■ **Work instructions**: Copy the lines from the start of the records up to and including the line with "positive clicks: (484, 187)", keeping every character the same.

■ **Source data**:
************

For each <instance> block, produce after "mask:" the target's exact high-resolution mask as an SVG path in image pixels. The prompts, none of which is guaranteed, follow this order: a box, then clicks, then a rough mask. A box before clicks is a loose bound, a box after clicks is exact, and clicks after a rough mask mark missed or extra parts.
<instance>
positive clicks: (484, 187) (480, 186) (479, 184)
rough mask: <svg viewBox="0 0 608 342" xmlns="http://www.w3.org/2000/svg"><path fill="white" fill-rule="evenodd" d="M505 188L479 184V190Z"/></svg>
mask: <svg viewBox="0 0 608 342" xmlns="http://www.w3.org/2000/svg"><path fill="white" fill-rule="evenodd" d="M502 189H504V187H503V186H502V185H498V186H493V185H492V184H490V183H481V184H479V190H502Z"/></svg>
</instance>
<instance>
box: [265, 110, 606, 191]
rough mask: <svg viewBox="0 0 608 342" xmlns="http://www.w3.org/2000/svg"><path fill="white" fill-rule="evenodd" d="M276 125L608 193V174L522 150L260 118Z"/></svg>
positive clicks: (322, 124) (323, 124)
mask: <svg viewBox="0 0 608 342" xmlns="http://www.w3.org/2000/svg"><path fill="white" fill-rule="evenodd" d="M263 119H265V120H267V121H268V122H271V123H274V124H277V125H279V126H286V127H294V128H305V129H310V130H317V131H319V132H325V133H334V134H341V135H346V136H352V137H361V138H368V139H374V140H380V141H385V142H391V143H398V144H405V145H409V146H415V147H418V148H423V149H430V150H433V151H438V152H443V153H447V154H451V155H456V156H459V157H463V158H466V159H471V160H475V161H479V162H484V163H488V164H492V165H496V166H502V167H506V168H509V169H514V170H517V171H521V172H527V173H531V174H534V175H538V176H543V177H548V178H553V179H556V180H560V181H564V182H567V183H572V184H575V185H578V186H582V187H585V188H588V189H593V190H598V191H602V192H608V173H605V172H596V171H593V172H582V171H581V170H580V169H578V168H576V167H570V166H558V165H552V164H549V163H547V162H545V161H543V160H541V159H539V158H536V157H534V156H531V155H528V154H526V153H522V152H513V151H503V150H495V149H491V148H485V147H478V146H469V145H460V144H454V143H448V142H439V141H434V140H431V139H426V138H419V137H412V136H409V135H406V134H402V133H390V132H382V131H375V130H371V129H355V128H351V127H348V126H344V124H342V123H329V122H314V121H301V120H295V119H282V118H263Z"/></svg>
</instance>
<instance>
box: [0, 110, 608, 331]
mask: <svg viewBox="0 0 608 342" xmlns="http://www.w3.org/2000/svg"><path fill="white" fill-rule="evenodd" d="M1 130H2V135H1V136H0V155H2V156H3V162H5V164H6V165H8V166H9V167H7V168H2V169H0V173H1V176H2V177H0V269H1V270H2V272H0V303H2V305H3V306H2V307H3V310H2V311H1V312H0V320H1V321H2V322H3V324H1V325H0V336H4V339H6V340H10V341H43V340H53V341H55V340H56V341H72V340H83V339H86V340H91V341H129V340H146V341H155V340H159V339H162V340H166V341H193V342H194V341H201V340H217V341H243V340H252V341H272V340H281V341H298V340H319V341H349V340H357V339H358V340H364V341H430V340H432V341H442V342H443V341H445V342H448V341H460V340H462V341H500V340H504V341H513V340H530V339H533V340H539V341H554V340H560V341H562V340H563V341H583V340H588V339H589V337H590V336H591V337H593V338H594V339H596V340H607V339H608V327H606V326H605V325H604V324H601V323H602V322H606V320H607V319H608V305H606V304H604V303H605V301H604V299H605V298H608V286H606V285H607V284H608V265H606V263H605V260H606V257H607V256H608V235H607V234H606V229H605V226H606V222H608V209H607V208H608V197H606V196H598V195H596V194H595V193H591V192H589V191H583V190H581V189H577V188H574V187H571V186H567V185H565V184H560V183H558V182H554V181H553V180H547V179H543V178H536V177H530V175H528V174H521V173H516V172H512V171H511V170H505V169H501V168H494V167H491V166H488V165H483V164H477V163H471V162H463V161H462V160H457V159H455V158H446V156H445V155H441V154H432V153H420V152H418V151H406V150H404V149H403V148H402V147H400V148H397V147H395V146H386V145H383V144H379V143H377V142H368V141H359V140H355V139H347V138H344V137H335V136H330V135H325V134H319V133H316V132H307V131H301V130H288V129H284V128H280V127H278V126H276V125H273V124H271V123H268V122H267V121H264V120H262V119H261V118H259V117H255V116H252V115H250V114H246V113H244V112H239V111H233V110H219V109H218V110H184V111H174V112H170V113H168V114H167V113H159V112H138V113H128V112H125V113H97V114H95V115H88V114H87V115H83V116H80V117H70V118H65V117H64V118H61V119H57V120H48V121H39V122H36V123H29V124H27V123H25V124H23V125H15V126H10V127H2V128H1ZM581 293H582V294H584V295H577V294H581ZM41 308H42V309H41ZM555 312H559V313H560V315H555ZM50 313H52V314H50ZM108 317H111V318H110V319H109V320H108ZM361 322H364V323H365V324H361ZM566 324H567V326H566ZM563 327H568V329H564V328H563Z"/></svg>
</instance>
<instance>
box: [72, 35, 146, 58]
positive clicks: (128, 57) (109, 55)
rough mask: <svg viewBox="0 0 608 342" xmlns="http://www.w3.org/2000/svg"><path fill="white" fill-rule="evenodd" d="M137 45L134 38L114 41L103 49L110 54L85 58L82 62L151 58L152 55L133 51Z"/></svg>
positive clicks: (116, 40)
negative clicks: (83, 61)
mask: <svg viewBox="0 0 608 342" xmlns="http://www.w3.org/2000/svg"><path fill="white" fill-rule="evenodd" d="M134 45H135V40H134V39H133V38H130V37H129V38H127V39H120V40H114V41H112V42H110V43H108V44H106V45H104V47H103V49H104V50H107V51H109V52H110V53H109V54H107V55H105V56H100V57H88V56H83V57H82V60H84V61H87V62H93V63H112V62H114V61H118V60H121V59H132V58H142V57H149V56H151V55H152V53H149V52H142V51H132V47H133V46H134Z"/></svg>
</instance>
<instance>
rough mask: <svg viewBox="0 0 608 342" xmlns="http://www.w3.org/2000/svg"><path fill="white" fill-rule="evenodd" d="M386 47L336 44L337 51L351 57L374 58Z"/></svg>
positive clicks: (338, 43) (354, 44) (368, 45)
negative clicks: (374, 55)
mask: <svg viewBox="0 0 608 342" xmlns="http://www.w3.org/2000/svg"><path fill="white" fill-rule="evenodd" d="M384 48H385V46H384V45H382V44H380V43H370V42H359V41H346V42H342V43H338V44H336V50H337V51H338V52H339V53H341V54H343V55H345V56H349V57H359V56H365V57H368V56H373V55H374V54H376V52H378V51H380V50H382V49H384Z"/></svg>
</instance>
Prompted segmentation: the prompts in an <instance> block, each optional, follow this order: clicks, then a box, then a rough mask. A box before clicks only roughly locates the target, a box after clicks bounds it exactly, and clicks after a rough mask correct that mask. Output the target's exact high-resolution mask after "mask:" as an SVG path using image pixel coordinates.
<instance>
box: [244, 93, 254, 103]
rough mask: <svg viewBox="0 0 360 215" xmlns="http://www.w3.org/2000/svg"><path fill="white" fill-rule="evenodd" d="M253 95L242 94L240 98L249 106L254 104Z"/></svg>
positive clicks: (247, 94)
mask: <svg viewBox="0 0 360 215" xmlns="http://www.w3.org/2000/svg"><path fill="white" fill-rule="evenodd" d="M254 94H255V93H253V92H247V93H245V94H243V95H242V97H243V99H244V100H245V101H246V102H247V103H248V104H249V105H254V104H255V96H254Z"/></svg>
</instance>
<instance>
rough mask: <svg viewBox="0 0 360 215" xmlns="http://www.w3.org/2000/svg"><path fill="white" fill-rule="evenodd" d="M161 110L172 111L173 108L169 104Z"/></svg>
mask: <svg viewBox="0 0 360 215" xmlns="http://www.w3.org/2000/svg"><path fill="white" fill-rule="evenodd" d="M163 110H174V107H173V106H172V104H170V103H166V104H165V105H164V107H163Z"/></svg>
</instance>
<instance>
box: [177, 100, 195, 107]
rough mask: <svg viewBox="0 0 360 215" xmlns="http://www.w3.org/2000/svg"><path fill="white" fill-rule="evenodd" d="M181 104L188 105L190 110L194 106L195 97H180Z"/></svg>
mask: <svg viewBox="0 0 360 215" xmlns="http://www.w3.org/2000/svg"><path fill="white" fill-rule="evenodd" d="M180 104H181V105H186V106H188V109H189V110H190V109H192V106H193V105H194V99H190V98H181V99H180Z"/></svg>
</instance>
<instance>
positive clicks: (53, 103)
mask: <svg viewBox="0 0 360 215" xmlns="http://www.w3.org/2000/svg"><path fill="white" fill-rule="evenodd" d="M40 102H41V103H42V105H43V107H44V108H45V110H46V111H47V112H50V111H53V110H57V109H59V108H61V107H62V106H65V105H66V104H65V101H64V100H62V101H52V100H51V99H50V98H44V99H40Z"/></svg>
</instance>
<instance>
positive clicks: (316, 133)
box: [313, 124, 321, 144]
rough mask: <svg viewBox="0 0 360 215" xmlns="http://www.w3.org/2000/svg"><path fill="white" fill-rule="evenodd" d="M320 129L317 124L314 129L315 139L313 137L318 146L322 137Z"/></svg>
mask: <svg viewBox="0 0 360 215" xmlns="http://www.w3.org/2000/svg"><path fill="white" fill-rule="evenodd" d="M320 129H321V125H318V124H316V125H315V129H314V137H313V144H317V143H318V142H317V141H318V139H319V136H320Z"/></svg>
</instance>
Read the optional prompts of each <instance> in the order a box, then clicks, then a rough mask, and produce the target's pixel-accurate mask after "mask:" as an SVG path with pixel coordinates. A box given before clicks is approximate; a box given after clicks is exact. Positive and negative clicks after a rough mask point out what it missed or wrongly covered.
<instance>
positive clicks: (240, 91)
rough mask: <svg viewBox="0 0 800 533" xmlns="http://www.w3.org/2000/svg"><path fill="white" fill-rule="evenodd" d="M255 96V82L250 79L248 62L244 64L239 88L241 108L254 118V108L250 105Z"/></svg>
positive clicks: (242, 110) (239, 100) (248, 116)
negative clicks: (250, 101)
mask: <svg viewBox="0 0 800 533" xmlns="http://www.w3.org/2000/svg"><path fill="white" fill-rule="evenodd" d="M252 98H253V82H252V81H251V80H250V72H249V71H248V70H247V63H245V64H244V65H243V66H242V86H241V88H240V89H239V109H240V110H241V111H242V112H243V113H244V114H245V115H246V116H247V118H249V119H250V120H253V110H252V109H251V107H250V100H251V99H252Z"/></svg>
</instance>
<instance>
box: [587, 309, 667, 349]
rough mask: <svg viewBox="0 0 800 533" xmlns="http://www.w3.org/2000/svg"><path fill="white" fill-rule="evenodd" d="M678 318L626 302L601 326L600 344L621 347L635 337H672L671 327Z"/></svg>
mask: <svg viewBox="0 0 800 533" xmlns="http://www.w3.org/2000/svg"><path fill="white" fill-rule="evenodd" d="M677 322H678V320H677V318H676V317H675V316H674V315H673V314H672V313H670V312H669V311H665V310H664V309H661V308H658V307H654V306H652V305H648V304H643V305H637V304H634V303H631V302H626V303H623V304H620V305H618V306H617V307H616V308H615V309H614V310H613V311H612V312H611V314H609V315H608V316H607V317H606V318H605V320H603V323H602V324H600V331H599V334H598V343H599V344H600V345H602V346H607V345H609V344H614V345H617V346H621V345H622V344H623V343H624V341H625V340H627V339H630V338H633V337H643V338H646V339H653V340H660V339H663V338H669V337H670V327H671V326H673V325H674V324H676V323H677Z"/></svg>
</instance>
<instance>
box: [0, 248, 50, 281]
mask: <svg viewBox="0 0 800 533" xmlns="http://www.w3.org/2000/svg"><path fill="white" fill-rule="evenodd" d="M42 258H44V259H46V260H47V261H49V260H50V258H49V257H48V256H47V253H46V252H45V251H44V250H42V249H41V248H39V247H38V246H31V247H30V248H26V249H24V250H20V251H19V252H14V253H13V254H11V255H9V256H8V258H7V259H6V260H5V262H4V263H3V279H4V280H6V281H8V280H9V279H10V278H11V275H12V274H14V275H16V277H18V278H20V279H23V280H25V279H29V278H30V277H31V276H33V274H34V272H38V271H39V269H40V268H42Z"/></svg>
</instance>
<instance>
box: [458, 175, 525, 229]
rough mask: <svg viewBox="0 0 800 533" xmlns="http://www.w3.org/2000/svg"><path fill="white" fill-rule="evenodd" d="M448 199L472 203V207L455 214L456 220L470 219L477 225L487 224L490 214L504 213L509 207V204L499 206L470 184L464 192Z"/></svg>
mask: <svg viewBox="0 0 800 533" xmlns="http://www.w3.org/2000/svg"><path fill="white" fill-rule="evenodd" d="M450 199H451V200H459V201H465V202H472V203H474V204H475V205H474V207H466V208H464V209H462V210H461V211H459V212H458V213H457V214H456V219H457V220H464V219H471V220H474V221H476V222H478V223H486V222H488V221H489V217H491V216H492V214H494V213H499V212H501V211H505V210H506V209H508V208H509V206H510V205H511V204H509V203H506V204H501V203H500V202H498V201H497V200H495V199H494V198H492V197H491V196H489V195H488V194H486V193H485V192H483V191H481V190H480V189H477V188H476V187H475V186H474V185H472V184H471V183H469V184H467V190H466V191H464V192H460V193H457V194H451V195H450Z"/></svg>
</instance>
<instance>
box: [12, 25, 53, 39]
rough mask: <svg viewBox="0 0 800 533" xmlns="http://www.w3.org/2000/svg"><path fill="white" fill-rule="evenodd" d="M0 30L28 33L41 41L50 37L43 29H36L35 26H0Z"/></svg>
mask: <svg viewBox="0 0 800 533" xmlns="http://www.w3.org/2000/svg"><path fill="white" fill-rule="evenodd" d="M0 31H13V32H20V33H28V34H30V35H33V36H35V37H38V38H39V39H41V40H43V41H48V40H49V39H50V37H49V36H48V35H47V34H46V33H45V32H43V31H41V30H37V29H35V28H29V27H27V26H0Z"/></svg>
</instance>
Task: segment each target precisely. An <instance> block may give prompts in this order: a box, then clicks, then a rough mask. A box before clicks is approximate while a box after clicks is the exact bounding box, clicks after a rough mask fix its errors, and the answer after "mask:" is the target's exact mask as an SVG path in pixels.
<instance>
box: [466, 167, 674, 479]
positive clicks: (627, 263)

************

■ **Task solution**:
For each <instance> block, produce after "mask:" the target's exact high-resolution mask as an SVG path in image pixels. The prompts, none of which is guaranteed, follow this order: a box, then clicks, then a rough mask. A box before clicks is a loose bound, a box after clicks is exact, and clicks after a rough mask mark missed or extra parts.
<instance>
positive clicks: (484, 187) (480, 186) (479, 184)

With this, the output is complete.